> EXCERPT
============================================================
A summertime music series featuring local musicians and spoken word artists kicks off at noon with a performance by West African Manding Diali percussionist Amadou Kouyate near the Smithsonian Metro Station, at 12th Street and Jefferson Drive Southwest.
Kouyate comes from a long line of musicians, and has studied and performed Manding music since age three. He plays the kora, a lute-like instrument that dates back nearly 800 years. With the help of a synthesizer, he blends the traditional sound with contemporary music genres.
Born in D.C., he is the 150th generation of the Kouyate lineage and has dedicated his life to being an ambassador of African culture. By blending 13th century songs with original experimentation, blues and jazz riffs, Kouyate aims to reconnect African diasporas.
Lunchtime Music on the Mall will take place every Tuesday and Thursday through August. The series, now in its third year, is sponsored by the Washington Metropolitan Area Transit Authority, the D.C. Commission on the Arts and Humanities, and the National Park Service in conjunction with Del. Eleanor Holmes Norton, D-D.C.
Performances this summer will range from gypsy jazz and indie pop to acoustic soul, traditional Irish folk and classic rock, among others, according to Norton’s office.
“In Amadou Kouyate, we are thrilled to have such a well-known and multi-faceted musician performing at our Music on the Mall kickoff,” Norton said in a statement. “On top of all of that, he’s a D.C. native. Kouyate and the performers that will follow him will bring people and energy to the Mall every Tuesday and Thursday this summer.”
============================================================
> DIRECTIVE 1
Name the organizations that the Music on the Mall article lists as sponsors of the series.
> DIRECTIVE 2
In the Music on the Mall article, at what age did Kouyate begin studying and performing Manding music?
> DIRECTIVE 3
Please repeat the Music on the Mall article word for word from "Born in D.C., he" to "Holmes Norton, D-D.C.".

Rows of box annotation data
============================================================
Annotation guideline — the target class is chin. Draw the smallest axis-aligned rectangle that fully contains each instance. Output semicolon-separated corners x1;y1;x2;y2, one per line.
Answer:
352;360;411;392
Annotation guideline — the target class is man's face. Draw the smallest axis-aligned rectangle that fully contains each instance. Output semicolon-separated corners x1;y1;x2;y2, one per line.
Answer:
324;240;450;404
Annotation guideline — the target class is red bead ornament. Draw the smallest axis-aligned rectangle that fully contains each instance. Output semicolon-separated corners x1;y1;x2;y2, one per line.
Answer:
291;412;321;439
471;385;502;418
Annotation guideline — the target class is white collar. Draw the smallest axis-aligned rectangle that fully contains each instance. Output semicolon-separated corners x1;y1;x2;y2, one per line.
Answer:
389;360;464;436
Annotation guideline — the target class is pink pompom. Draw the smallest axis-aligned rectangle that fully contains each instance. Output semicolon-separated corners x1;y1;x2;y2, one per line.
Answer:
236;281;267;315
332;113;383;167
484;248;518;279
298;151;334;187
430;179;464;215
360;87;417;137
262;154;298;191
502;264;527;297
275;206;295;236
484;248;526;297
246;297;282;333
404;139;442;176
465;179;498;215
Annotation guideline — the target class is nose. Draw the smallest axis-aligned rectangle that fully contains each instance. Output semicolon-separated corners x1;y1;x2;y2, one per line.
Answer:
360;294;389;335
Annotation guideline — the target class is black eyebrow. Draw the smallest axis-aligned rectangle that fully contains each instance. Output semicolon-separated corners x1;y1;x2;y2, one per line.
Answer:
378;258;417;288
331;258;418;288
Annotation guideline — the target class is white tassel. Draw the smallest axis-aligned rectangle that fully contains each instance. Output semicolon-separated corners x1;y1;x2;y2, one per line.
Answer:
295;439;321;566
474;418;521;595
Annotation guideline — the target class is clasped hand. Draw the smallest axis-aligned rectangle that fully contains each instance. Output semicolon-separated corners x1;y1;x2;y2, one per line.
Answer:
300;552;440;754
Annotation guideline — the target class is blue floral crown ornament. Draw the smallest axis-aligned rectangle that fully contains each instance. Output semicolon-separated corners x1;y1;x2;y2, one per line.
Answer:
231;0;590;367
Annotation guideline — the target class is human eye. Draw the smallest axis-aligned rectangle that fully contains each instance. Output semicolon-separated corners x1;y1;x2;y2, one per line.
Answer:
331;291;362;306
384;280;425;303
============================================================
> EXERCISE SOLUTION 1
The Washington Metropolitan Area Transit Authority, the D.C. Commission on the Arts and Humanities, and the National Park Service

> EXERCISE SOLUTION 2
Age three

> EXERCISE SOLUTION 3
Born in D.C., he is the 150th generation of the Kouyate lineage and has dedicated his life to being an ambassador of African culture. By blending 13th century songs with original experimentation, blues and jazz riffs, Kouyate aims to reconnect African diasporas.
Lunchtime Music on the Mall will take place every Tuesday and Thursday through August. The series, now in its third year, is sponsored by the Washington Metropolitan Area Transit Authority, the D.C. Commission on the Arts and Humanities, and the National Park Service in conjunction with Del. Eleanor Holmes Norton, D-D.C.